(Recorded data)
·····
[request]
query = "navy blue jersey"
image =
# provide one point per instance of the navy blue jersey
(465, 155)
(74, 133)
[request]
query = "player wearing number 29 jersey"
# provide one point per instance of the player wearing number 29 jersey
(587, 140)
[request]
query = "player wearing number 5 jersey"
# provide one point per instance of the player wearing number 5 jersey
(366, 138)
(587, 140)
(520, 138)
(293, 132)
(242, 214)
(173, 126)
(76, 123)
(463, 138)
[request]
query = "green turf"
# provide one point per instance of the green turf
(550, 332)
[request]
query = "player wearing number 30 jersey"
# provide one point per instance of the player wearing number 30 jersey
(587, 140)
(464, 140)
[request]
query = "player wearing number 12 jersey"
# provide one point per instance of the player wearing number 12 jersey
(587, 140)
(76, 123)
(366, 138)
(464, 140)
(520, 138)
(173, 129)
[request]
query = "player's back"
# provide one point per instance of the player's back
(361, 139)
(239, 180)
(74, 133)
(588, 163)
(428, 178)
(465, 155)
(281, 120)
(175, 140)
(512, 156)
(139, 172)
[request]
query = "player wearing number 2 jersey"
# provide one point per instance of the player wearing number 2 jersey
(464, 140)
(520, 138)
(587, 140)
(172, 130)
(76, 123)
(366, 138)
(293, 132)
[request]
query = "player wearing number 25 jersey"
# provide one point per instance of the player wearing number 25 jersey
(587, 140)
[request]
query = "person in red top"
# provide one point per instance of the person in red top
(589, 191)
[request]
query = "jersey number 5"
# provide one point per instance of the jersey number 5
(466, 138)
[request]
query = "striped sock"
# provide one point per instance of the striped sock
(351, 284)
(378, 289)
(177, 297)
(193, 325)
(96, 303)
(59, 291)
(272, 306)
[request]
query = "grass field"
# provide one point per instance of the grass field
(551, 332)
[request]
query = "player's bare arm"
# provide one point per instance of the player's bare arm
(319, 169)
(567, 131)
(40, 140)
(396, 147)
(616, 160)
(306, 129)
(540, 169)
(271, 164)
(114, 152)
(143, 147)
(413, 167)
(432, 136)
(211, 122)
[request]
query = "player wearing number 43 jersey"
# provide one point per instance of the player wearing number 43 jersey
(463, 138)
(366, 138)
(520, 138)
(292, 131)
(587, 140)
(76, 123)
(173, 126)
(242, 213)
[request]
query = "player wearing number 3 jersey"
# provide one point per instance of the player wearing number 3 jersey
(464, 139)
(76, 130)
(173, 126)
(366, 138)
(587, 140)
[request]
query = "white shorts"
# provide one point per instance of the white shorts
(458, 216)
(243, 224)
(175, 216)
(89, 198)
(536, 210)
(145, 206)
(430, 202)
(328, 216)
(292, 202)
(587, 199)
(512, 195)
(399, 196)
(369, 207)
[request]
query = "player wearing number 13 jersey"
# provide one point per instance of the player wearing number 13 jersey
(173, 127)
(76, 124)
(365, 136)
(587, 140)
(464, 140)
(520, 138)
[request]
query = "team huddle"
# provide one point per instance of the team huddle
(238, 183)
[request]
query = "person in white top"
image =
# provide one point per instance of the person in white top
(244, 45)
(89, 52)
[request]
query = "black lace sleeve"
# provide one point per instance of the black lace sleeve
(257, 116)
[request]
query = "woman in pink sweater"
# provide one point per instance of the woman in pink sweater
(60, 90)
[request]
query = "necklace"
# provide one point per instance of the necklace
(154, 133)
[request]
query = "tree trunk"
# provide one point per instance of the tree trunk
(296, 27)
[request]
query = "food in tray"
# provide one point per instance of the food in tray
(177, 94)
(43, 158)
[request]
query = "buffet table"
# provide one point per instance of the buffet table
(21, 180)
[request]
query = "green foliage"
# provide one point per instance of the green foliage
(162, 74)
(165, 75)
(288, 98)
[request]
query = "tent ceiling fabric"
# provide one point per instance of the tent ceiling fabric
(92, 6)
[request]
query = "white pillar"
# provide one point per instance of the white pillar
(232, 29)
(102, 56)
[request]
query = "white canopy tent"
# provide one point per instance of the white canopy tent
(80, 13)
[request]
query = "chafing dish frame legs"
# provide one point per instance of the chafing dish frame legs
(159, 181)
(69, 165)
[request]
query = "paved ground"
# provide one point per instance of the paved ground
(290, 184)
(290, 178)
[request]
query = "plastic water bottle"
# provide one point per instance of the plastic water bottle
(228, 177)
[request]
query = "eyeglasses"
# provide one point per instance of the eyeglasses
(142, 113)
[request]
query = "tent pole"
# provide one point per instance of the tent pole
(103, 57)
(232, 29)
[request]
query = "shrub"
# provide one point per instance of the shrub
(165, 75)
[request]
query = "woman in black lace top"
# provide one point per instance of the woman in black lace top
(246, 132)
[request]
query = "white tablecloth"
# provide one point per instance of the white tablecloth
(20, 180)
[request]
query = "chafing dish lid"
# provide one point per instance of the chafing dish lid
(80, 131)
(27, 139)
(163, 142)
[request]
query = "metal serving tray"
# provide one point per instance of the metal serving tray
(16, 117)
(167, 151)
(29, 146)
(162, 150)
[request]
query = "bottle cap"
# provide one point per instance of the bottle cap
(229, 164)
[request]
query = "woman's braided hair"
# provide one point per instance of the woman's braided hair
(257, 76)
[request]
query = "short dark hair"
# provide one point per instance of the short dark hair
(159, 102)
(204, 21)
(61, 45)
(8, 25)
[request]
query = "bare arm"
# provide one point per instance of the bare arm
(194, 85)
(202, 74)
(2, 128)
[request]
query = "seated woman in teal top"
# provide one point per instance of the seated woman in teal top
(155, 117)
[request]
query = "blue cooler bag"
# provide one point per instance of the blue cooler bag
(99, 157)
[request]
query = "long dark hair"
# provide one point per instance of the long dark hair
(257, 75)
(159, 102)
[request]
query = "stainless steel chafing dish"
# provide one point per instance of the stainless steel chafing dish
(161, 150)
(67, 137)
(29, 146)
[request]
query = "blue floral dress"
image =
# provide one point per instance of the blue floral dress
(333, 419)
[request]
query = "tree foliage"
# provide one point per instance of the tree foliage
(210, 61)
·····
Set exercise: Gather every line of the records that contains the word "pillar", and copy each one.

Solution for this exercise:
query = "white pillar"
# provide one point per instance of the white pillar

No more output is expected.